## Selected passage:
Many moons ago the BBCNews dropped a bombshell.
It concerned the reflections of Konnie Huq, 10-year veteran presenter of the children’s TV programme, Blue Peter.
Konnie spoke of a recurring theme she’d noticed in her years of working with children.
“So many times I’d ask kids what they wanted to do, and they’d say “I want to be famous”, but they weren’t really sure what for,” she said, recalling how different the attitudes were to her own.
They wanted to be famous but they didn’t know what they wanted to be famous for.
In his bestselling book, “The Subtle Art of Not Giving A F*ck,” Mark Manson took a different approach when he wrote:
“If I ask you, “What do you want out of life?” and you say something like “I want to be happy and have a great family and a job I like”, your response is so common and expected that it doesn’t mean anything.”
“Everybody enjoys what feels good. Everybody wants to live a carefree, happy and easy life, to fall in love and have amazing sex and relationships, to look perfect and make money and be popular, well-respected and admired to the point that people part like the Red Sea when they walk in the room.”
“Everybody wants that. It’s easy to want that.”
“A more interesting question, a question that most people never consider, is “What pain do you want in your life? What are you willing to struggle for? Because that seems to be a greater determinant of how our lives turn out.”
Now, let’s take a moment to be really honest with ourselves. Grab a pen and paper, an iPad, or just use your phone and list everything that makes you squirm and suffer.
Yes, suffer. You’ll find it easier to grapple with the sources of agony in your life than the vague notion of “What do you want out of life?”
Skipping this step won’t benefit you. Only you need to see what you write down.
In the game of life, you have to pick a direction to go in.
You’ll prove to yourself how much easier it is to get to grips with what causes pain in your life than the vague concept of “What do you want out of life?”
We all want the results without the gristle and bone of the journey to get there. Maybe that’s one reason so many people play the lottery, even through the chances of winning anything substantial are 1 in 4,000,000.
But then of course there’s hope.

## Given entries:
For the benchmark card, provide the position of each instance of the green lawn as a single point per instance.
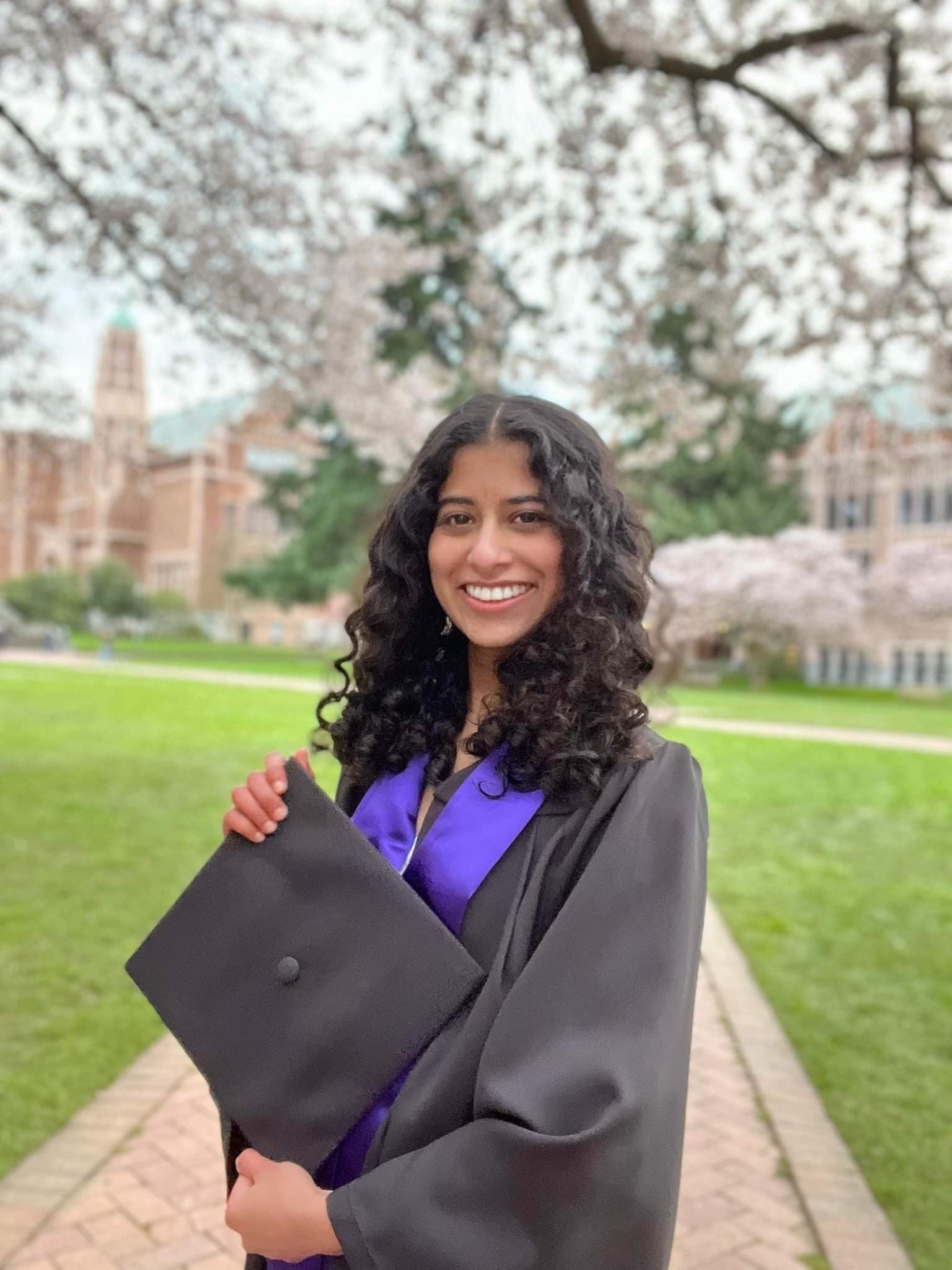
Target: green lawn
(831, 863)
(828, 708)
(111, 799)
(833, 866)
(209, 655)
(781, 703)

## Exercise:
In the passage about wanting fame and choosing struggle:
(a) How many years had Konnie Huq been a presenter of Blue Peter?
(b) What is the title of Mark Manson's bestselling book?
(c) What chance of winning anything substantial does the passage give for the lottery?
Answer using only the passage, not the rows.

## The output:
(a) 10 years
(b) "The Subtle Art of Not Giving A F*ck"
(c) 1 in 4,000,000